Prompt: Please copy the entries below word for word, leaving out any image.

Records:
—————
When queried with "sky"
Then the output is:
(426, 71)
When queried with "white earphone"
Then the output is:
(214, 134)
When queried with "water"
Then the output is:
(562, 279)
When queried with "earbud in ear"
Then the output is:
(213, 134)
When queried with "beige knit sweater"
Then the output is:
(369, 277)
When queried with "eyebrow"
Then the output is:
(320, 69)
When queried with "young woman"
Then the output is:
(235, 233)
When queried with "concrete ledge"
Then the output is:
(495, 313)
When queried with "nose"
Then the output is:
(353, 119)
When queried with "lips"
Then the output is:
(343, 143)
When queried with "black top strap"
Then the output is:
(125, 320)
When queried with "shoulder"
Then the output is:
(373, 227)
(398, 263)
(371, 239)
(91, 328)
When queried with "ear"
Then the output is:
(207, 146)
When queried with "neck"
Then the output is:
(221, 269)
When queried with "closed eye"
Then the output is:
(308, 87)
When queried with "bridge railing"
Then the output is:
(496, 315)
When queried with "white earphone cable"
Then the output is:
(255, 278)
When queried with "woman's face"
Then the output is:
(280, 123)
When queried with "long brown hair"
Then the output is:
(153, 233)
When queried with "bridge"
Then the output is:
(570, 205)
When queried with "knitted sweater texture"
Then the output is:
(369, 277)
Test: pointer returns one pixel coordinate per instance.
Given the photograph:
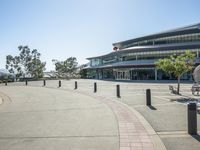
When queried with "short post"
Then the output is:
(148, 97)
(76, 85)
(192, 118)
(118, 90)
(59, 83)
(44, 82)
(95, 87)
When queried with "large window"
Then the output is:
(167, 40)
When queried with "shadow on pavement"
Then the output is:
(152, 107)
(197, 137)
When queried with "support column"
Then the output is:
(156, 74)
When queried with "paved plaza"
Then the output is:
(37, 118)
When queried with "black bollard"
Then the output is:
(192, 118)
(148, 97)
(95, 87)
(59, 83)
(44, 82)
(118, 90)
(76, 85)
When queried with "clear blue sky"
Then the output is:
(84, 28)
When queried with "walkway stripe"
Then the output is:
(133, 134)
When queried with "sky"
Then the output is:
(59, 29)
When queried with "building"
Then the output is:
(5, 75)
(135, 59)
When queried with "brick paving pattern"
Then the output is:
(132, 134)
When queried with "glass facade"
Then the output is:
(130, 62)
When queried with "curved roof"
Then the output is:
(178, 31)
(135, 63)
(176, 46)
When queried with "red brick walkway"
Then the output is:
(133, 135)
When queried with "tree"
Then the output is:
(27, 63)
(177, 65)
(67, 68)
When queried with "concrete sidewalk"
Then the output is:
(48, 119)
(168, 116)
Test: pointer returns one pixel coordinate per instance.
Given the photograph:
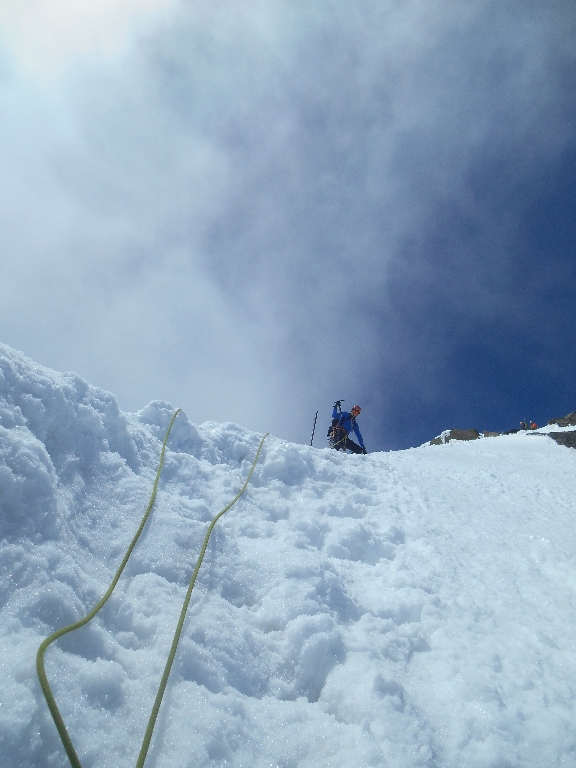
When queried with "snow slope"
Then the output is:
(402, 609)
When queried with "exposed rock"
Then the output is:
(564, 438)
(566, 421)
(455, 434)
(463, 434)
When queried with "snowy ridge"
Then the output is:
(403, 609)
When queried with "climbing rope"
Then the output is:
(45, 685)
(167, 668)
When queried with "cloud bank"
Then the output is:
(254, 210)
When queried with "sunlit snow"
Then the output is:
(402, 609)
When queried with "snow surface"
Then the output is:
(399, 609)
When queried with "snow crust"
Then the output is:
(403, 609)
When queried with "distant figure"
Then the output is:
(342, 424)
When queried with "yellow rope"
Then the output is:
(44, 684)
(171, 655)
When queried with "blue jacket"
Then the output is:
(347, 421)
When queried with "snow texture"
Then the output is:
(399, 609)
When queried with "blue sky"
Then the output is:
(252, 210)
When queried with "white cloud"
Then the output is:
(234, 192)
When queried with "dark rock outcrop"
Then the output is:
(564, 438)
(566, 421)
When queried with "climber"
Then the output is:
(342, 424)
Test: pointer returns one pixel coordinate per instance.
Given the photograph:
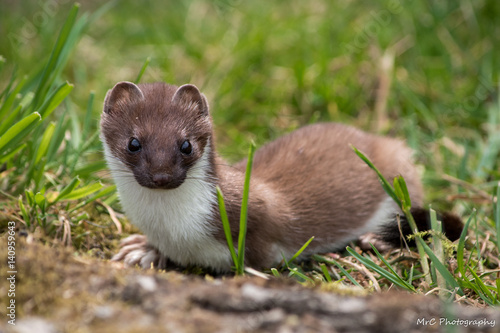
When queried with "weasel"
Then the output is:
(159, 145)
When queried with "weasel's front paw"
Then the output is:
(135, 250)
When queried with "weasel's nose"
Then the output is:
(161, 179)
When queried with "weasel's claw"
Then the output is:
(135, 250)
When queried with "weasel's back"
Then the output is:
(323, 182)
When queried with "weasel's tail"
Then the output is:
(452, 226)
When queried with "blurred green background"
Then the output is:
(425, 71)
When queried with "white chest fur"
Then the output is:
(174, 221)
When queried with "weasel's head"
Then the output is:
(157, 131)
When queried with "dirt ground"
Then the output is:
(59, 291)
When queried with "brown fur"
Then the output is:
(307, 183)
(311, 183)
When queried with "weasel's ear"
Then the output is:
(121, 94)
(188, 94)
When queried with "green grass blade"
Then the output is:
(385, 184)
(497, 217)
(402, 192)
(326, 274)
(45, 80)
(339, 266)
(55, 99)
(12, 153)
(143, 69)
(82, 192)
(396, 280)
(107, 191)
(295, 272)
(7, 105)
(57, 138)
(244, 209)
(441, 268)
(227, 227)
(44, 144)
(299, 252)
(68, 189)
(394, 273)
(461, 245)
(489, 297)
(18, 131)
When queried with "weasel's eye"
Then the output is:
(186, 147)
(134, 146)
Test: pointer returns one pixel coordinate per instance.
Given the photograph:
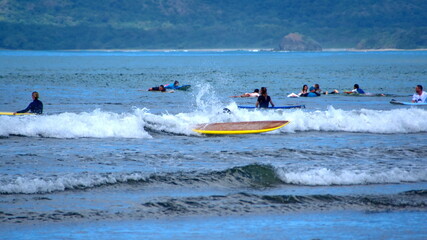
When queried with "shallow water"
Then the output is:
(106, 158)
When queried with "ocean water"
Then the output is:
(110, 160)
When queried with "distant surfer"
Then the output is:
(264, 99)
(160, 88)
(172, 85)
(315, 89)
(419, 96)
(36, 106)
(357, 89)
(304, 91)
(255, 93)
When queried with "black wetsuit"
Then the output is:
(263, 102)
(35, 107)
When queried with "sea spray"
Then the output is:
(101, 124)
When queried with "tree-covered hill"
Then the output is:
(149, 24)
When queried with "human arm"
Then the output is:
(25, 110)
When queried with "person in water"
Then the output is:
(252, 94)
(304, 91)
(36, 106)
(160, 88)
(316, 89)
(264, 99)
(419, 96)
(357, 89)
(172, 85)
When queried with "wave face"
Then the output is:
(140, 122)
(253, 176)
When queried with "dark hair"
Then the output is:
(36, 94)
(263, 90)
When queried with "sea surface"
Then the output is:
(110, 160)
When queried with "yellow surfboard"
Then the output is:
(239, 127)
(18, 114)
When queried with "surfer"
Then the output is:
(357, 89)
(315, 89)
(304, 91)
(252, 94)
(172, 85)
(264, 99)
(419, 96)
(160, 88)
(36, 106)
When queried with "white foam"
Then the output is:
(28, 185)
(97, 124)
(326, 177)
(100, 124)
(363, 121)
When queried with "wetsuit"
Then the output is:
(263, 102)
(358, 90)
(420, 98)
(35, 107)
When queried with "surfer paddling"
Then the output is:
(36, 106)
(419, 96)
(264, 99)
(255, 93)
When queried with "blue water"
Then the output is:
(110, 160)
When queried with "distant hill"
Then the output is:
(177, 24)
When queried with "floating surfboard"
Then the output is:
(312, 95)
(18, 114)
(407, 103)
(239, 127)
(277, 107)
(183, 87)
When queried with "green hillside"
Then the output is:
(150, 24)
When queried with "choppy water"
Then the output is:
(107, 160)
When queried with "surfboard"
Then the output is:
(312, 95)
(183, 87)
(239, 127)
(407, 103)
(276, 107)
(18, 114)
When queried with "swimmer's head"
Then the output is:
(35, 95)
—————
Task response:
When queried with "sky"
Then the output is:
(426, 71)
When queried with "white earphone"
Then the output is:
(214, 134)
When queried with "water"
Then the output is:
(562, 279)
When queried with "earbud in ear"
Then the output is:
(213, 134)
When queried with "beige knit sweater"
Then the output is:
(369, 277)
When queried with "eyebrow"
Then the output is:
(320, 69)
When queried with "young woman"
Then the output is:
(235, 233)
When queried with "concrete ledge"
Then the output is:
(495, 313)
When queried with "nose"
Then the output is:
(353, 119)
When queried with "lips"
Then the output is:
(343, 143)
When queried with "black top strap"
Then the output is:
(125, 320)
When queried with "shoulder"
Then the output is:
(373, 227)
(398, 263)
(371, 239)
(91, 328)
When queried with "ear"
Then the output is:
(207, 146)
When queried with "neck"
Then the output is:
(221, 269)
When queried with "closed eye"
Then the output is:
(308, 87)
When queried with "bridge railing"
Then the output is:
(496, 315)
When queried with "white earphone cable"
Then the output is:
(255, 278)
When queried with "woman's face"
Then the output is:
(280, 123)
When queried with "long brown hair"
Then the output is:
(153, 233)
When queried with "bridge"
Then the output is:
(570, 205)
When queried with "knitted sweater texture"
Then the output is:
(369, 277)
Test: pointer returns one pixel coordinate per instance.
Given the photograph:
When queried with "short post"
Then the output is:
(148, 97)
(76, 85)
(192, 118)
(118, 90)
(59, 83)
(44, 82)
(95, 87)
When queried with "large window"
Then the output is:
(167, 40)
When queried with "shadow on pavement"
Then the output is:
(152, 107)
(197, 137)
When queried with "support column"
Then the output is:
(156, 74)
When queried with "paved plaza"
Then the output is:
(37, 118)
When queried with "black bollard"
Then the output is:
(192, 118)
(148, 97)
(95, 87)
(59, 83)
(44, 82)
(118, 90)
(76, 85)
When queried with "clear blue sky"
Then the output is:
(84, 28)
When queried with "walkway stripe"
Then the output is:
(133, 134)
When queried with "sky"
Then the output is:
(59, 29)
When queried with "building"
Then the output is:
(5, 75)
(135, 59)
When queried with "brick paving pattern"
Then the output is:
(132, 134)
When queried with "glass facade"
Then the output is:
(130, 62)
When queried with "curved roof"
Then the output is:
(178, 31)
(135, 63)
(176, 46)
When queried with "red brick walkway"
Then the output is:
(133, 135)
When queried with "tree"
Then the output is:
(27, 63)
(177, 65)
(67, 68)
When queried with "concrete sidewalk"
Then the output is:
(48, 119)
(168, 116)
Test: pointer returns one pixel coordinate per instance.
Given the photograph:
When queried with "snow slope"
Then the output is:
(402, 609)
When queried with "exposed rock"
Then the output is:
(564, 438)
(566, 421)
(455, 434)
(463, 434)
When queried with "snowy ridge"
Then the output is:
(403, 609)
When queried with "climbing rope"
Then the output is:
(45, 685)
(167, 668)
When queried with "cloud bank"
Then the output is:
(254, 210)
When queried with "sunlit snow"
Then the output is:
(402, 609)
When queried with "snow surface"
Then the output is:
(399, 609)
When queried with "snow crust"
Then the output is:
(403, 609)
When queried with "distant figure"
Then the output is:
(342, 424)
When queried with "yellow rope"
Then the output is:
(44, 684)
(171, 655)
When queried with "blue jacket"
Then the output is:
(347, 421)
When queried with "snow texture"
Then the output is:
(399, 609)
When queried with "blue sky"
Then the output is:
(252, 210)
When queried with "white cloud"
Then the output is:
(234, 192)
When queried with "dark rock outcrop"
Then the output is:
(564, 438)
(566, 421)
When queried with "climber"
Then the output is:
(342, 424)
Test: pointer returns one pixel coordinate per instance.
Given the photograph:
When queried with "weasel"
Then the output is:
(159, 145)
When queried with "weasel's front paw"
Then the output is:
(135, 250)
When queried with "weasel's nose"
Then the output is:
(161, 179)
When queried with "weasel's claw"
Then the output is:
(135, 250)
When queried with "weasel's back"
Then the output is:
(323, 182)
When queried with "weasel's tail"
Then the output is:
(452, 226)
When queried with "blurred green background"
Then the output is:
(425, 71)
When queried with "white chest fur"
Then the output is:
(174, 221)
When queried with "weasel's head"
Then the output is:
(157, 131)
When queried with "dirt ground"
Then the output is:
(59, 291)
When queried with "brown fur"
Then the output is:
(307, 183)
(311, 183)
When queried with "weasel's ear"
Then the output is:
(121, 94)
(188, 94)
When queried with "green grass blade"
Then the output is:
(385, 184)
(497, 217)
(402, 192)
(326, 274)
(45, 80)
(339, 266)
(55, 99)
(12, 153)
(143, 69)
(82, 192)
(396, 280)
(107, 191)
(295, 272)
(7, 105)
(57, 138)
(244, 209)
(441, 268)
(227, 227)
(44, 144)
(299, 252)
(68, 189)
(394, 273)
(461, 245)
(489, 297)
(18, 131)
When queried with "weasel's eye"
Then the output is:
(186, 147)
(134, 146)
Test: pointer returns one pixel coordinate per instance.
Given the photograph:
When queried with "shallow water"
Then the output is:
(106, 158)
When queried with "ocean water"
Then the output is:
(110, 160)
When queried with "distant surfer"
Then the output is:
(264, 99)
(160, 88)
(172, 85)
(315, 89)
(419, 96)
(36, 106)
(357, 89)
(304, 91)
(255, 93)
When queried with "black wetsuit"
Then the output is:
(263, 102)
(35, 107)
When queried with "sea spray"
Then the output is:
(101, 124)
When queried with "tree-covered hill"
Then the output is:
(149, 24)
When queried with "human arm"
Then the output is:
(25, 110)
When queried with "person in water"
Then the output is:
(252, 94)
(304, 91)
(36, 106)
(160, 88)
(316, 89)
(264, 99)
(419, 96)
(357, 89)
(172, 85)
When queried with "wave face"
Then the output is:
(140, 122)
(253, 176)
When queried with "dark hair"
Then the output is:
(36, 94)
(263, 90)
When queried with "sea surface"
Then the output is:
(110, 160)
When queried with "yellow surfboard"
Then the output is:
(239, 127)
(18, 114)
When queried with "surfer"
Then the output is:
(357, 89)
(315, 89)
(304, 91)
(252, 94)
(172, 85)
(264, 99)
(419, 96)
(160, 88)
(36, 106)
When queried with "white foam"
Then the output is:
(28, 185)
(97, 124)
(326, 177)
(100, 124)
(363, 121)
When queried with "wetsuit"
Then the output is:
(263, 102)
(358, 90)
(420, 98)
(35, 107)
When queried with "surfer paddling"
Then the output is:
(36, 106)
(419, 96)
(264, 99)
(255, 93)
When queried with "blue water"
Then the output is:
(110, 160)
When queried with "distant hill"
Then the output is:
(177, 24)
When queried with "floating surfboard"
Then the output is:
(312, 95)
(18, 114)
(407, 103)
(239, 127)
(277, 107)
(183, 87)
When queried with "green hillside"
Then the output is:
(150, 24)
When queried with "choppy water"
Then the output is:
(107, 160)
When queried with "surfboard"
Then the output is:
(312, 95)
(183, 87)
(239, 127)
(407, 103)
(276, 107)
(18, 114)
When queried with "swimmer's head"
Then the output is:
(35, 95)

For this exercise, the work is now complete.